-- start --

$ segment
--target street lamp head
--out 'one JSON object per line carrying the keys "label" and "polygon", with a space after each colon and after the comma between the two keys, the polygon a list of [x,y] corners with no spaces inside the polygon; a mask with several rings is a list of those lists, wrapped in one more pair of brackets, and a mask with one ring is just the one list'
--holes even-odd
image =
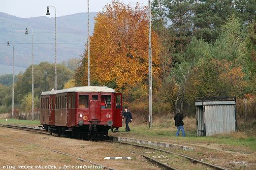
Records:
{"label": "street lamp head", "polygon": [[28,31],[28,28],[26,28],[25,35],[29,35],[29,32]]}
{"label": "street lamp head", "polygon": [[47,12],[46,12],[46,15],[50,15],[50,11],[49,10],[49,6],[47,6]]}

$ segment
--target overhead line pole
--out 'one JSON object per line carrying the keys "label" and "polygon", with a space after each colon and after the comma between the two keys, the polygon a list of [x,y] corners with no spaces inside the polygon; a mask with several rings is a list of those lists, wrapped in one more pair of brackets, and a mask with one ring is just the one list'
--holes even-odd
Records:
{"label": "overhead line pole", "polygon": [[33,120],[34,117],[34,41],[33,41],[33,29],[30,27],[27,27],[26,28],[25,34],[29,34],[29,31],[28,28],[30,28],[32,30],[32,120]]}
{"label": "overhead line pole", "polygon": [[53,6],[49,5],[47,6],[47,12],[46,15],[50,15],[49,7],[53,7],[55,10],[55,64],[54,65],[54,90],[57,90],[57,15],[56,15],[56,8]]}
{"label": "overhead line pole", "polygon": [[152,55],[151,49],[151,3],[149,0],[149,128],[152,127]]}
{"label": "overhead line pole", "polygon": [[87,45],[88,49],[87,50],[88,51],[88,86],[91,85],[91,67],[90,65],[90,25],[89,25],[89,0],[87,0],[87,7],[88,7],[88,11],[87,11],[87,19],[88,22],[87,23],[88,26],[88,35],[87,38]]}
{"label": "overhead line pole", "polygon": [[7,46],[10,46],[10,42],[12,43],[12,118],[14,118],[14,45],[13,42],[12,41],[8,41],[7,42]]}

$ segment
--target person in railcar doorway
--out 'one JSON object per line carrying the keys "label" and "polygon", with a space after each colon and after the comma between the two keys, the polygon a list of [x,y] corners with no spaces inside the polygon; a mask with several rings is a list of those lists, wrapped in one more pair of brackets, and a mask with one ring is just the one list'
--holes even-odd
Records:
{"label": "person in railcar doorway", "polygon": [[106,102],[106,98],[104,96],[101,96],[100,107],[101,109],[105,109],[107,108],[107,102]]}
{"label": "person in railcar doorway", "polygon": [[184,128],[183,126],[184,125],[184,123],[183,123],[183,115],[180,113],[180,111],[179,109],[177,110],[176,113],[174,116],[174,120],[175,121],[175,126],[177,127],[177,133],[176,134],[176,137],[179,136],[179,134],[180,134],[180,131],[181,130],[181,132],[182,133],[182,136],[183,137],[185,137],[185,131],[184,130]]}
{"label": "person in railcar doorway", "polygon": [[125,112],[123,114],[123,119],[126,118],[126,131],[130,131],[130,128],[129,127],[129,123],[131,122],[132,121],[132,116],[130,112],[130,111],[128,110],[128,108],[127,107],[125,107]]}

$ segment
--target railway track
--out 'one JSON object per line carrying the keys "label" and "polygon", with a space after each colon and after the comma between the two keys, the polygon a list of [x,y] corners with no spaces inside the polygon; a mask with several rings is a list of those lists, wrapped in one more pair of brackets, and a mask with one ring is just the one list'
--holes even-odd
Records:
{"label": "railway track", "polygon": [[[23,126],[21,126],[9,125],[4,125],[4,124],[0,124],[0,126],[7,127],[7,128],[11,128],[19,129],[19,130],[26,130],[26,131],[31,131],[31,132],[40,133],[42,133],[42,134],[44,134],[49,135],[49,134],[48,133],[47,133],[45,130],[43,130],[43,129],[35,129],[35,128],[27,127],[23,127]],[[27,144],[31,144],[32,145],[35,146],[37,146],[37,147],[40,147],[40,148],[43,148],[43,149],[45,149],[50,150],[51,151],[53,151],[53,152],[56,152],[56,153],[58,153],[59,154],[62,154],[62,155],[65,155],[65,156],[69,156],[69,157],[72,157],[72,158],[75,158],[75,159],[77,159],[77,160],[79,160],[79,161],[80,161],[81,162],[86,162],[86,163],[89,163],[90,164],[93,164],[94,165],[96,165],[96,166],[99,167],[103,167],[103,168],[104,169],[107,169],[107,170],[115,170],[115,169],[114,169],[113,168],[109,168],[109,167],[106,167],[106,166],[105,166],[104,165],[99,165],[99,164],[96,164],[96,163],[94,163],[94,162],[92,162],[91,161],[89,161],[89,160],[85,160],[85,159],[82,159],[81,158],[79,158],[79,157],[76,157],[76,156],[73,156],[72,155],[70,155],[70,154],[67,154],[67,153],[64,153],[64,152],[61,152],[60,151],[58,151],[58,150],[54,150],[54,149],[50,149],[50,148],[46,147],[40,146],[40,145],[39,145],[38,144],[34,144],[34,143],[31,143],[31,142],[26,142],[26,141],[22,141],[22,140],[18,140],[18,139],[15,139],[15,138],[11,138],[11,137],[8,137],[8,136],[6,136],[1,135],[0,136],[2,136],[3,137],[5,137],[5,138],[9,138],[9,139],[12,139],[12,140],[14,140],[14,141],[18,141],[18,142],[24,142],[24,143],[27,143]]]}
{"label": "railway track", "polygon": [[[7,127],[7,128],[15,128],[15,129],[17,129],[27,130],[27,131],[29,131],[38,132],[38,133],[49,135],[49,134],[48,133],[47,133],[45,130],[43,130],[43,129],[34,129],[34,128],[33,128],[32,127],[23,127],[23,126],[18,126],[18,125],[9,125],[0,124],[0,126],[5,127]],[[182,155],[182,154],[180,154],[179,153],[171,152],[169,151],[167,151],[167,150],[163,150],[163,149],[160,149],[157,148],[147,146],[140,145],[140,144],[134,144],[134,143],[129,143],[129,142],[123,142],[114,141],[111,141],[111,140],[103,140],[103,141],[119,143],[122,143],[123,144],[131,145],[133,146],[141,147],[142,148],[157,150],[158,151],[164,152],[164,153],[167,153],[168,154],[174,155],[176,155],[176,156],[179,156],[181,157],[185,158],[189,160],[190,160],[192,164],[199,163],[203,165],[213,168],[213,169],[215,169],[215,170],[226,170],[226,169],[225,168],[220,167],[219,166],[217,166],[215,165],[209,164],[209,163],[206,163],[206,162],[203,162],[201,161],[198,160],[194,159],[193,158],[190,157],[186,156],[186,155]],[[52,151],[55,151],[54,150],[52,150]],[[62,154],[62,153],[61,153],[61,154]],[[64,153],[64,154],[65,154]],[[162,163],[157,161],[157,160],[156,160],[156,159],[149,157],[144,155],[142,155],[142,154],[141,154],[141,155],[145,159],[152,162],[153,164],[157,164],[158,165],[158,166],[159,166],[159,167],[161,167],[162,169],[166,169],[166,170],[176,170],[175,168],[174,168],[173,167],[171,167],[165,164],[163,164]],[[70,156],[69,155],[67,155]],[[81,159],[81,158],[78,158]],[[80,160],[80,161],[83,161],[83,160],[82,159]],[[87,162],[88,161],[84,160],[84,161]],[[92,163],[91,162],[90,162],[90,163]],[[96,164],[95,164],[95,165],[96,165]],[[112,169],[109,168],[107,168],[107,169],[108,169],[109,170],[112,170]]]}

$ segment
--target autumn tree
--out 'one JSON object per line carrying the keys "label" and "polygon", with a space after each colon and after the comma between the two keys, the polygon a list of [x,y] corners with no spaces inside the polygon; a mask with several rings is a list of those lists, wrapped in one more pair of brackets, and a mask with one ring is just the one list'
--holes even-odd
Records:
{"label": "autumn tree", "polygon": [[[160,47],[154,31],[152,36],[153,73],[156,76],[160,71]],[[112,1],[95,18],[94,33],[90,39],[91,78],[94,85],[108,85],[124,90],[146,81],[148,20],[145,7],[137,3],[131,8],[118,0]],[[82,59],[80,67],[85,69],[78,68],[75,79],[87,77],[87,53],[84,54],[85,59]],[[84,79],[82,84],[87,85],[87,79]]]}

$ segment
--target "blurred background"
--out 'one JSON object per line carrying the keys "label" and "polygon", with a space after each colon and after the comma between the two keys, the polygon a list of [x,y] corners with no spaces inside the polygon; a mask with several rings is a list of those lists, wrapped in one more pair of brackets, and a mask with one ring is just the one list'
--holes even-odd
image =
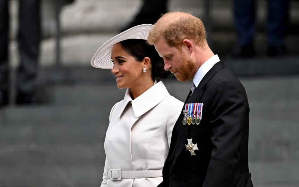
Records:
{"label": "blurred background", "polygon": [[[0,13],[5,1],[0,0]],[[149,16],[153,12],[150,7],[145,9],[149,7],[146,0],[41,0],[36,3],[36,14],[30,9],[20,11],[25,9],[24,2],[34,1],[7,1],[8,16],[0,16],[0,34],[8,31],[9,44],[8,58],[1,50],[0,61],[9,62],[8,73],[0,74],[0,82],[8,83],[0,85],[0,91],[6,88],[8,93],[7,97],[0,92],[0,187],[100,186],[109,113],[126,90],[117,88],[109,70],[91,67],[90,60],[121,31],[142,22],[152,23],[156,15]],[[161,7],[159,1],[164,3]],[[288,4],[287,8],[278,6],[287,13],[279,16],[279,10],[268,17],[273,11],[270,3],[279,1],[256,1],[254,36],[244,46],[238,37],[242,26],[236,21],[249,21],[237,12],[246,5],[239,1],[153,1],[152,5],[159,12],[179,10],[202,19],[212,50],[245,88],[251,110],[249,153],[254,186],[298,186],[299,1],[280,1]],[[249,7],[245,6],[246,12]],[[27,13],[31,18],[24,27],[21,22]],[[2,24],[4,18],[8,26]],[[281,26],[267,23],[280,19]],[[27,33],[34,34],[29,38],[38,38],[39,50],[28,50],[37,60],[35,65],[22,65],[22,57],[26,56],[22,50],[34,45],[20,45],[23,36],[20,33],[36,25],[40,33]],[[271,26],[283,41],[277,46],[271,46],[268,37]],[[3,41],[1,46],[6,45]],[[0,62],[1,72],[5,71],[3,64]],[[33,78],[34,87],[16,86],[24,70],[31,72],[27,77]],[[171,94],[185,100],[190,83],[173,77],[165,82]],[[25,87],[32,88],[24,94],[20,88]]]}

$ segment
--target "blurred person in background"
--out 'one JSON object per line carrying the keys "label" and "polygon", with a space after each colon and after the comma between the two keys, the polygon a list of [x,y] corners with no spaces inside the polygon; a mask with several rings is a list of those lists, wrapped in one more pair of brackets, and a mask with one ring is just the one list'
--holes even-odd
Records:
{"label": "blurred person in background", "polygon": [[141,24],[154,24],[161,15],[167,12],[168,0],[143,0],[142,5],[128,25],[121,30],[122,32],[133,26]]}
{"label": "blurred person in background", "polygon": [[169,95],[162,79],[170,73],[146,43],[152,26],[137,26],[113,37],[91,60],[95,67],[111,69],[117,87],[127,89],[109,115],[101,187],[154,187],[162,180],[173,128],[183,103]]}
{"label": "blurred person in background", "polygon": [[[9,95],[8,0],[0,0],[0,106],[8,104]],[[40,36],[39,0],[19,1],[17,36],[20,62],[16,85],[18,104],[41,103],[35,95]]]}
{"label": "blurred person in background", "polygon": [[[237,47],[233,52],[235,57],[255,55],[254,36],[255,31],[256,1],[234,0],[235,25],[238,34]],[[287,52],[284,44],[289,21],[289,0],[269,0],[267,30],[268,46],[267,55],[282,56]]]}

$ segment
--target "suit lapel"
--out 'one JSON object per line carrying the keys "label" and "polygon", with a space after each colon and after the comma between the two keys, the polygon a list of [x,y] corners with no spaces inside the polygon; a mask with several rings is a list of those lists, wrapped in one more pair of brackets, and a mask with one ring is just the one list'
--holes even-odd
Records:
{"label": "suit lapel", "polygon": [[[190,91],[185,103],[200,103],[202,96],[206,90],[206,86],[208,84],[209,81],[217,72],[225,67],[225,65],[221,61],[216,64],[203,77],[202,79],[199,83],[198,86],[193,92],[192,95],[191,91]],[[180,153],[183,149],[185,148],[185,144],[187,143],[187,138],[188,135],[189,134],[191,127],[192,127],[192,125],[183,125],[182,123],[182,119],[181,117],[179,118],[178,121],[176,123],[174,128],[176,129],[176,132],[178,132],[178,135],[175,136],[176,137],[177,140],[175,146],[175,149],[173,149],[174,152],[172,154],[174,157],[173,163],[175,163]],[[174,132],[174,131],[173,132]],[[172,158],[172,157],[170,158]]]}

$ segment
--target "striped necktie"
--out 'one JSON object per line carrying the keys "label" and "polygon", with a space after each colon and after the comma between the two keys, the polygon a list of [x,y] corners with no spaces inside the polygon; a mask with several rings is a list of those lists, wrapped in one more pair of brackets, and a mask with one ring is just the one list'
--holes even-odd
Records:
{"label": "striped necktie", "polygon": [[196,87],[195,86],[193,81],[192,81],[192,84],[191,84],[191,91],[192,92],[192,93],[193,93],[194,91],[194,90],[195,89],[195,88],[196,88]]}

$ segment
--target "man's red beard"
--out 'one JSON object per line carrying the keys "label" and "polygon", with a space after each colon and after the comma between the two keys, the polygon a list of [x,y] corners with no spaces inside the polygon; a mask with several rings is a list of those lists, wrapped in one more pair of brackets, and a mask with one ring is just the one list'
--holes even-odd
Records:
{"label": "man's red beard", "polygon": [[174,76],[179,81],[189,81],[194,75],[195,63],[191,58],[187,56],[184,52],[182,51],[181,53],[182,57],[180,67],[178,70],[178,73],[176,74]]}

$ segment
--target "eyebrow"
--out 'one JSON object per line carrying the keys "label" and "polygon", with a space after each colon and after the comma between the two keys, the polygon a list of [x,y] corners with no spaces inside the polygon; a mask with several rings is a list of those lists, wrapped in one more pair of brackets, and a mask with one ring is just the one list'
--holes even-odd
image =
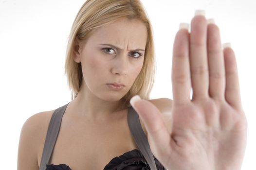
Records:
{"label": "eyebrow", "polygon": [[[120,50],[121,49],[116,47],[116,46],[114,46],[113,45],[112,45],[112,44],[101,44],[100,45],[104,45],[104,46],[110,46],[112,48],[115,48],[115,49],[119,49]],[[122,50],[122,49],[121,49],[121,50]],[[130,50],[131,51],[145,51],[144,50],[143,50],[143,49],[135,49],[135,50]]]}

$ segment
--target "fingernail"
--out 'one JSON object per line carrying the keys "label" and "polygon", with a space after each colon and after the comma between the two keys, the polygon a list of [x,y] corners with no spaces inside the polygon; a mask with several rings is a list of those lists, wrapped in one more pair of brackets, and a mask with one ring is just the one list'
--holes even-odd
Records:
{"label": "fingernail", "polygon": [[196,10],[195,12],[195,16],[199,15],[205,16],[205,11],[202,10]]}
{"label": "fingernail", "polygon": [[211,18],[207,19],[207,24],[215,24],[215,21],[214,18]]}
{"label": "fingernail", "polygon": [[134,107],[134,103],[136,101],[141,100],[141,98],[139,95],[135,95],[130,100],[130,103],[133,107]]}
{"label": "fingernail", "polygon": [[180,24],[180,30],[182,29],[185,29],[188,30],[189,24],[187,23],[181,23]]}
{"label": "fingernail", "polygon": [[223,45],[222,45],[223,49],[224,49],[224,48],[225,48],[226,47],[231,48],[231,43],[223,43]]}

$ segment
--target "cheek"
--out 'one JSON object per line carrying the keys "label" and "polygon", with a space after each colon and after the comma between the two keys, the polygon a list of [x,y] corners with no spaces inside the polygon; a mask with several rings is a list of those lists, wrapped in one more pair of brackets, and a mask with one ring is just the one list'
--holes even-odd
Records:
{"label": "cheek", "polygon": [[84,57],[82,61],[83,74],[87,80],[95,81],[102,75],[106,64],[96,55],[89,54],[88,56]]}

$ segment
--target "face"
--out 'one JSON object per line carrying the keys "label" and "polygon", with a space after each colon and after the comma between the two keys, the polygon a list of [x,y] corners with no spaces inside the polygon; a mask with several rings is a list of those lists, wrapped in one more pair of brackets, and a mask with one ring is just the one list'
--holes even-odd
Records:
{"label": "face", "polygon": [[[94,30],[86,43],[78,40],[74,60],[81,62],[81,88],[104,101],[120,100],[142,68],[146,38],[141,21],[122,18]],[[114,82],[125,86],[115,90],[107,85]]]}

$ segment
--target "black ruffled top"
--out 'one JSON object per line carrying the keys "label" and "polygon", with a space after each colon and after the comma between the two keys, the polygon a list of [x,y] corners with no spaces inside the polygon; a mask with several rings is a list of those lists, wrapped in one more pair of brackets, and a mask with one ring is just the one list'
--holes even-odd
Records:
{"label": "black ruffled top", "polygon": [[[165,170],[165,167],[154,156],[157,170]],[[103,170],[149,170],[150,168],[146,160],[137,149],[116,156],[105,167]],[[46,165],[46,170],[72,170],[65,164],[57,165]]]}

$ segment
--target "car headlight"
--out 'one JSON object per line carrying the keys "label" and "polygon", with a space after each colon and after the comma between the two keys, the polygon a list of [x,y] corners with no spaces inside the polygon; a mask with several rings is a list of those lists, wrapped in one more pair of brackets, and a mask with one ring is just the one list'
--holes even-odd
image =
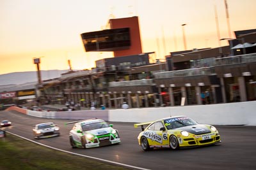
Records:
{"label": "car headlight", "polygon": [[111,133],[112,134],[116,134],[116,131],[115,129],[113,129]]}
{"label": "car headlight", "polygon": [[214,126],[211,125],[211,126],[210,126],[210,128],[212,131],[214,131],[214,132],[217,131],[217,129],[216,129],[216,127]]}
{"label": "car headlight", "polygon": [[89,140],[92,140],[93,139],[93,135],[91,134],[86,134],[85,135],[85,136],[86,137],[87,139],[88,139]]}
{"label": "car headlight", "polygon": [[181,134],[186,137],[188,137],[189,135],[187,131],[181,131]]}

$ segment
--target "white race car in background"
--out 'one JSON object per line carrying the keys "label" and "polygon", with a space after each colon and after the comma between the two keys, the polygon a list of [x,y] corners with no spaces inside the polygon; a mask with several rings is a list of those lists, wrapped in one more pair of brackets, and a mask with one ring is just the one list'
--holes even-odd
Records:
{"label": "white race car in background", "polygon": [[103,120],[88,119],[66,124],[74,123],[69,133],[72,148],[93,148],[121,142],[118,131]]}
{"label": "white race car in background", "polygon": [[60,135],[60,127],[53,122],[37,124],[33,129],[35,138],[46,138]]}

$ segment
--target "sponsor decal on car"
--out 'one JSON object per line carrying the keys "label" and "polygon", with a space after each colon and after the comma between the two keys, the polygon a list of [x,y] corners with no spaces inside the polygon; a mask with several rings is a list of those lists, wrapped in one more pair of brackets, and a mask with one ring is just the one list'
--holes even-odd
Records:
{"label": "sponsor decal on car", "polygon": [[196,132],[198,132],[205,131],[205,130],[202,128],[196,127],[195,129],[192,129],[192,131],[194,131]]}
{"label": "sponsor decal on car", "polygon": [[152,141],[163,143],[162,137],[154,132],[145,132],[143,135],[146,136],[147,138],[150,139]]}
{"label": "sponsor decal on car", "polygon": [[212,135],[214,135],[214,133],[195,136],[195,138],[198,139],[198,138],[202,138],[203,140],[205,140],[205,139],[211,139]]}
{"label": "sponsor decal on car", "polygon": [[106,131],[101,131],[97,132],[97,134],[106,134],[106,133],[108,133],[108,132]]}

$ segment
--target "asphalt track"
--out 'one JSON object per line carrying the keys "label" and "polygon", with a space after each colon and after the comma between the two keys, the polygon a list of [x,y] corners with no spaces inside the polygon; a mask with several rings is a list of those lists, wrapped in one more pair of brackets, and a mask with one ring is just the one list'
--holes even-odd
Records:
{"label": "asphalt track", "polygon": [[[133,124],[109,122],[118,130],[121,144],[84,150],[72,149],[69,144],[68,132],[72,125],[65,123],[72,120],[41,118],[15,111],[0,111],[0,120],[5,119],[12,122],[12,127],[5,128],[6,131],[61,150],[134,167],[148,169],[256,169],[255,126],[216,126],[222,143],[214,146],[143,152],[137,141],[141,129],[134,129]],[[34,139],[33,125],[46,122],[58,124],[61,136]]]}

-- end --

**CHALLENGE:** Which lines in the items above contain the string "race"? List each of them in full.

**RESULT OF THIS EXERCISE:**
--target "white race car in background"
{"label": "white race car in background", "polygon": [[103,120],[88,119],[66,124],[74,123],[69,133],[72,148],[93,148],[121,142],[118,131]]}
{"label": "white race car in background", "polygon": [[60,135],[60,127],[53,122],[37,124],[33,129],[35,138],[46,138]]}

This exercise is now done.